_What the task asks_.
Nothing outside the stretch is wanted. Repeat exactly the lines of the listing below from the one that contains "TARGET = cooktop burner" through the one that contains "TARGET = marble tile floor", both ends included.

_Data listing_.
______________________________

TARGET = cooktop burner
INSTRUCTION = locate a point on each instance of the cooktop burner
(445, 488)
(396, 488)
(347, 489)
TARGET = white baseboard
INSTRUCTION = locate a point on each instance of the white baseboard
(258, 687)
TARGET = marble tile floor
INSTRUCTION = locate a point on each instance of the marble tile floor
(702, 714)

______________________________

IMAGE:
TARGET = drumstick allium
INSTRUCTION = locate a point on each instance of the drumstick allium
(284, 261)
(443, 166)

______________________________

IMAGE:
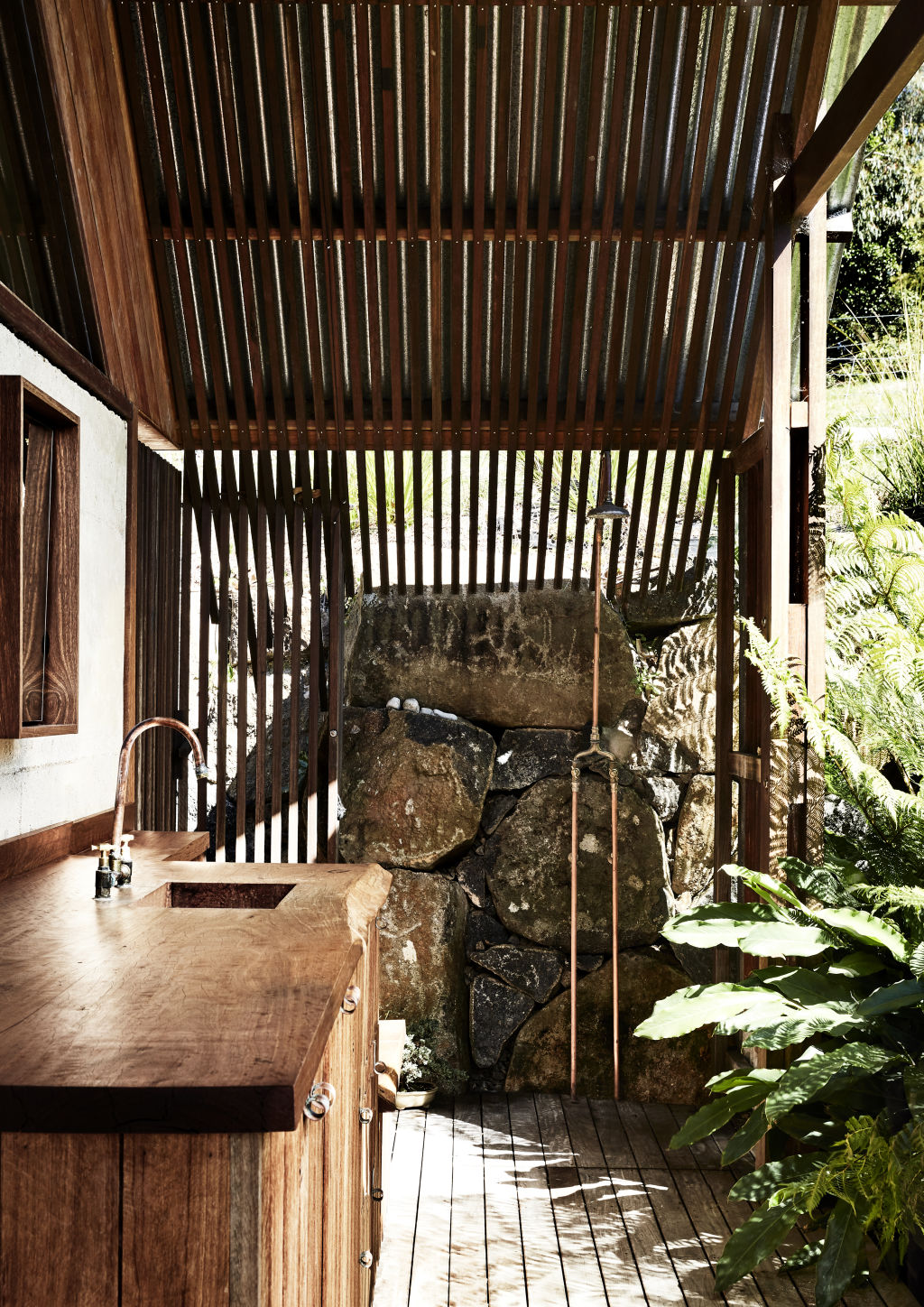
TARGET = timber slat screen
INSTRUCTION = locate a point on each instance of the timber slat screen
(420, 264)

______________________________

_Task answer_.
TARGET = cooktop burner
INSTRUCTION = locate a point on each instance of the cooktop burner
(445, 488)
(396, 488)
(347, 489)
TARGET = white baseboard
INSTRUCTION = locate a point on each instance of the white baseboard
(258, 687)
TARGET = marble tile floor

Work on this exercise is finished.